Minęła 82. rocznica masakry francuskich Żydówek, więźniarek Karnej Kompanii Kobiet podobozu KL Auschwitz-Birkenau Bor/Budy. Po złożeniu kwiatów pod tablicą upamiętniającą to tragiczne wydarzenie, przybyli na uroczystość goście zwiedzili historyczną wystawę w budynku kwaterowania więźniarek.

– Dziś po raz pierwszy zaprezentowaliśmy unikalny przedmiot ze zbiorów pod opieką naszej Fundacji. To oryginalna obozowa sukienka uszyta z szarego więźniarskiego koca. Nie znamy numeru ani tożsamości więźniarki, która ją nosiła – powiedziała Agnieszka Molenda-Kopijasz, prezeska Fundacja Pobliskie Miejsca Pamięci Auschwitz-Birkenau.

Sukienka nosi ślady reparacji, musiała być mocno zużyta podczas prac w obozie. Na dole sukienki jest wszyta wstawka z innego koca różniącego się nieco kolorem i splotem od oryginału.

※ ※ ※

> **Polecenie**: Wyjaśnij w jednym do trzech zdań, z czego według fragmentu o obozowej sukience wynika, że była ona mocno zużyta. Korzystaj wyłącznie z powyższego fragmentu.

※ ※ ※

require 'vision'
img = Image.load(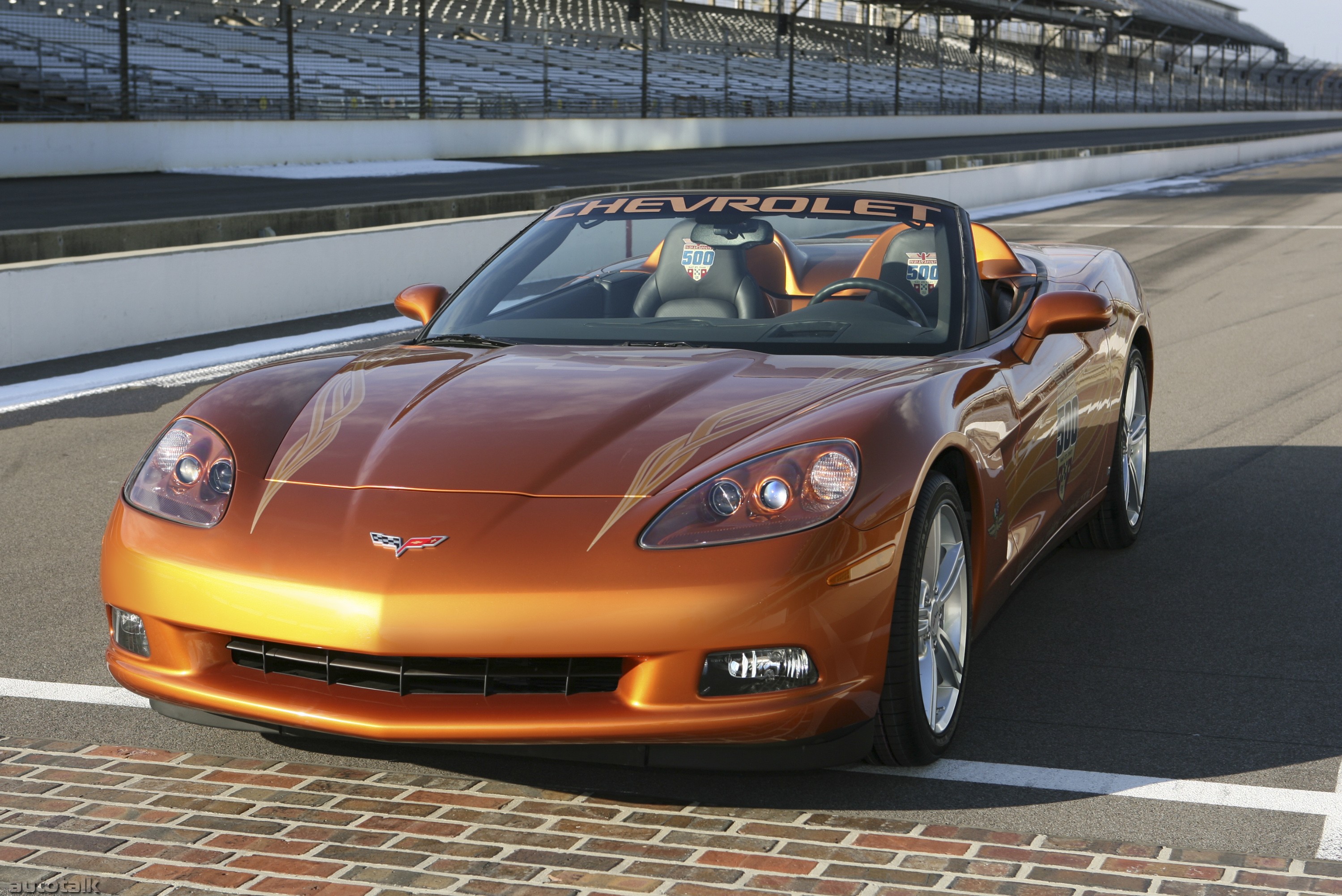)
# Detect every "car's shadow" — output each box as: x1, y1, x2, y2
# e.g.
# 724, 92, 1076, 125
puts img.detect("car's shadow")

※ ※ ※

> **Poprawna odpowiedź**: Sukienka nosi ślady reparacji, co świadczy o tym, że musiała być mocno zużyta podczas prac w obozie. Na jej dole wszyto wstawkę z innego koca, który nieco różni się od oryginału kolorem i splotem.